> [Assignment] Repeat the data word for word and skip the pictures.

START Study material

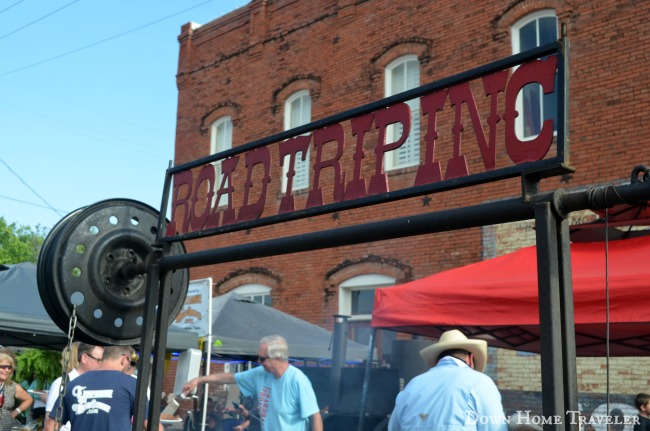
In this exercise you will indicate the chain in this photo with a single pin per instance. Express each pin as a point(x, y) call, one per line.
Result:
point(65, 363)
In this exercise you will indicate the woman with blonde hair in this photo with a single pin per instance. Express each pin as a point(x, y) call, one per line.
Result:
point(13, 398)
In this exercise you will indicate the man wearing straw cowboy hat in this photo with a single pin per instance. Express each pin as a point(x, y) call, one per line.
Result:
point(454, 394)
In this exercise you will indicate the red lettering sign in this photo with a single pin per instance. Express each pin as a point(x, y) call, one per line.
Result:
point(342, 169)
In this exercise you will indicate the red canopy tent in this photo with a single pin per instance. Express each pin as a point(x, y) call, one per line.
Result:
point(497, 300)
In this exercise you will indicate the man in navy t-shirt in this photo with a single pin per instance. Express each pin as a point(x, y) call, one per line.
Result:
point(104, 399)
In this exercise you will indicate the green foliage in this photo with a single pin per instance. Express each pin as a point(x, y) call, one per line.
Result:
point(20, 243)
point(37, 364)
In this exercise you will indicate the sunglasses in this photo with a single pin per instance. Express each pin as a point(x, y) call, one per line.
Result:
point(99, 361)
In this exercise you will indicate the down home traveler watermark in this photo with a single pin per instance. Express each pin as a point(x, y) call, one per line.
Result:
point(574, 417)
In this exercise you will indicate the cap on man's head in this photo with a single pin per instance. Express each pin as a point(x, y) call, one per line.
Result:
point(455, 339)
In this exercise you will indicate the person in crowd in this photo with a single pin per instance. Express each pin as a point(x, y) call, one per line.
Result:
point(81, 357)
point(250, 413)
point(617, 419)
point(452, 395)
point(642, 403)
point(521, 421)
point(14, 399)
point(286, 397)
point(212, 420)
point(35, 389)
point(102, 399)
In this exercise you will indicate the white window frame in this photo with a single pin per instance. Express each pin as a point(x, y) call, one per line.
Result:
point(301, 179)
point(409, 153)
point(515, 30)
point(360, 282)
point(220, 140)
point(252, 290)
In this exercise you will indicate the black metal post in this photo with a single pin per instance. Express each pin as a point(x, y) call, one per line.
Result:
point(146, 343)
point(549, 315)
point(366, 379)
point(339, 348)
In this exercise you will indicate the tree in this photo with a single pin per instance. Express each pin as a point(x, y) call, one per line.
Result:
point(20, 243)
point(38, 364)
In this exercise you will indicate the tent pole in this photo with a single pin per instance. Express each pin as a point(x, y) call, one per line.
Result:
point(551, 322)
point(569, 366)
point(366, 379)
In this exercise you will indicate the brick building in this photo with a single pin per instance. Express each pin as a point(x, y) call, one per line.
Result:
point(277, 64)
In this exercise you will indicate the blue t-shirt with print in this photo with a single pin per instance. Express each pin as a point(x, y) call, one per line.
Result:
point(100, 400)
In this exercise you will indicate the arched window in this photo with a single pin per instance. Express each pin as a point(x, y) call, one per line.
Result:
point(404, 74)
point(255, 292)
point(220, 140)
point(297, 112)
point(529, 32)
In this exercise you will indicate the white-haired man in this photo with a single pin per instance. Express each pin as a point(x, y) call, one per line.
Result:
point(454, 394)
point(286, 397)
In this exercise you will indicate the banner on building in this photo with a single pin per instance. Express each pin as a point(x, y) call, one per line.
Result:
point(194, 316)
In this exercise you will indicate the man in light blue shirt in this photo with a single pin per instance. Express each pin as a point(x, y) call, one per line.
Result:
point(287, 401)
point(454, 395)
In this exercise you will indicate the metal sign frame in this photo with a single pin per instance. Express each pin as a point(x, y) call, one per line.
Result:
point(550, 211)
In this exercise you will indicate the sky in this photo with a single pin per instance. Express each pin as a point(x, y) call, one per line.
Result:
point(88, 101)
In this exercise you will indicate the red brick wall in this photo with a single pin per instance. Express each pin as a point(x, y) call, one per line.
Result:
point(246, 63)
point(242, 64)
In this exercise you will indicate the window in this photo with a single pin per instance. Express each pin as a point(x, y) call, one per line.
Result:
point(356, 299)
point(534, 30)
point(220, 140)
point(297, 112)
point(401, 75)
point(255, 292)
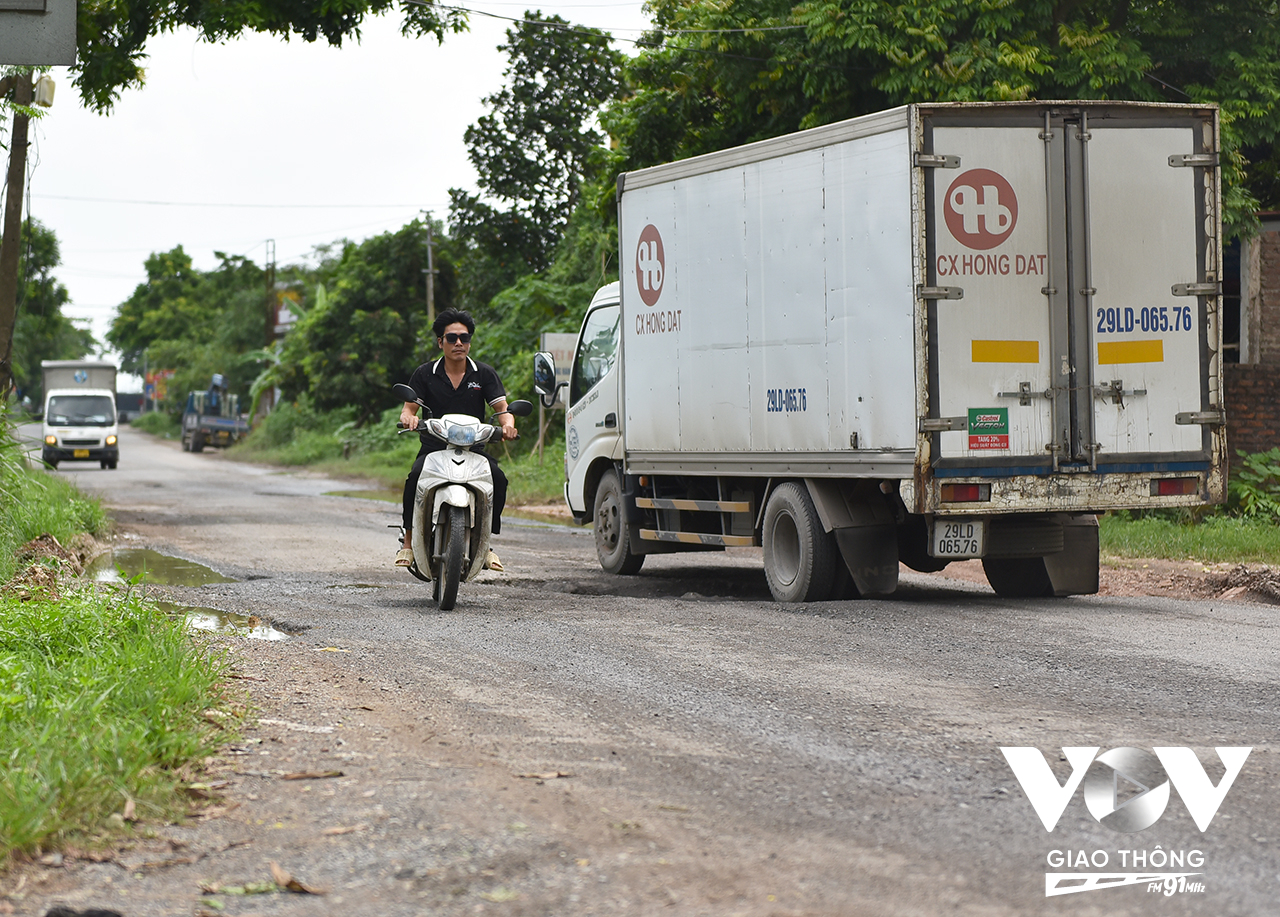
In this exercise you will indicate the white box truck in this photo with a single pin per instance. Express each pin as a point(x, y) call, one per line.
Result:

END Study material

> [Answer to this problem]
In this exercise you will indicate the chain in this photo with a single pin per instance. Express each pin as a point(x, y) call, one per line.
Result:
point(65, 363)
In this exercise you will indicate the woman with blonde hair in this photo with a single pin per instance. Express each pin as a point(x, y) call, one per line.
Result:
point(13, 398)
In this exercise you will indicate the man wearing straw cowboy hat in this photo with a single pin per instance. Express each pin as a point(x, y) call, one per line.
Result:
point(454, 394)
In this exercise you will indicate the red lettering sign in this photo with a single pin per instance. Express each pin as a point(x, y) call, one per line.
Result:
point(342, 169)
In this exercise you will indicate the red canopy tent in this photo with a single pin per instance. Express each pin as a point(x, y) call, one per line.
Result:
point(497, 300)
In this exercise you will indicate the man in navy t-shirt in this photo with a single pin per instance. Express each pin as a point(x, y) call, one per line.
Result:
point(104, 399)
In this exercise you will indicate the green foliage in this photo with a single pin per instance. Express each pin as a point(x, y) call, one per line.
Result:
point(20, 243)
point(37, 364)
In this exercise you will indicate the sunglasses in this photo with a single pin per instance. Express each pin as a point(x, y) call, one per line.
Result:
point(99, 361)
In this exercise you will indicate the down home traveler watermark in this photo with a single pin per instance. Express each pin as a point(x, y) call, one per line.
Result:
point(574, 417)
In this exercise you will indicate the cap on man's head in this photo with a single pin per instance. Express each pin as a point(x, y) call, one per line.
Result:
point(455, 339)
In this exercise you will indicate the person in crowd in this photo with a single pin per instance. Express each pin as a point(x, y) call, one per line.
Result:
point(81, 357)
point(250, 413)
point(617, 419)
point(452, 395)
point(642, 403)
point(521, 421)
point(14, 399)
point(286, 397)
point(212, 420)
point(35, 389)
point(102, 399)
In this exercise you will indicate the white window frame in this photo with a single pin per instance. Express each pin as a point(x, y) call, one per line.
Result:
point(301, 179)
point(409, 153)
point(515, 30)
point(360, 282)
point(220, 140)
point(252, 290)
In this exercise you will indicate the black metal post in this photo with a single pin per instance. Express each pin as a point(x, y) call, one per line.
Result:
point(146, 343)
point(549, 315)
point(366, 379)
point(339, 348)
In this exercise you will indicate the tree in this photo with a single pin per instance. Express each pin as a point(x, y) call, one per line.
Result:
point(20, 243)
point(38, 364)
In this exercise you will indicate the tent pole in this photo with a single pin per instance. Express each pin as a point(x, y) call, one per line.
Result:
point(551, 322)
point(569, 366)
point(366, 379)
In this exercise you will indicate the brick building in this photo with a single pin per instance. Express each pin as a point(x, y) call, one per line.
Result:
point(277, 64)
In this exercise you will indicate the blue t-shirt with print in this photo with a single pin per instance. Express each pin as a point(x, y) call, one per line.
Result:
point(100, 400)
In this exercise you will indicate the arched window in this photo with a single pin per instance. Express each pin as a point(x, y) call, one per line.
Result:
point(404, 74)
point(255, 292)
point(220, 140)
point(297, 112)
point(529, 32)
In this exercise you will indicate the white-haired man in this photo with a single pin per instance. Express each pin as a point(x, y) call, one per line.
Result:
point(454, 394)
point(286, 397)
In this exercise you will indicate the banner on building in this photo with a single pin per instance. Express each pin as a point(x, y) call, one per line.
Result:
point(194, 316)
In this exercise you will indicate the man in light blue shirt in this photo with a single pin per instance. Express each pin as a point(x, y) call, one per line.
Result:
point(287, 401)
point(454, 395)
In this exercise you will indicate the metal sign frame in this photo with a single pin per instance. Express each pin as a point(x, y) call, one per line.
Result:
point(550, 211)
In this exercise you will indicate the sky in this photo with a single pin per instance. Express each pin as a point(x, y) call, one per line.
Result:
point(88, 101)
In this exercise you will indicate the red brick wall in this photo with a single pin per instance. Express each pin as a point(x, y) call, one per line.
Result:
point(246, 63)
point(242, 64)
In this exercise you will indicate the window in this photo with a single pin per instance. Express each pin as a point(x, y) call, one per line.
Result:
point(356, 299)
point(534, 30)
point(220, 140)
point(297, 112)
point(401, 75)
point(255, 292)
In this exercise you will indicate the white box truck in this photo with a single pin per instance. Express each pin as a point(x, y) call, one per line.
Result:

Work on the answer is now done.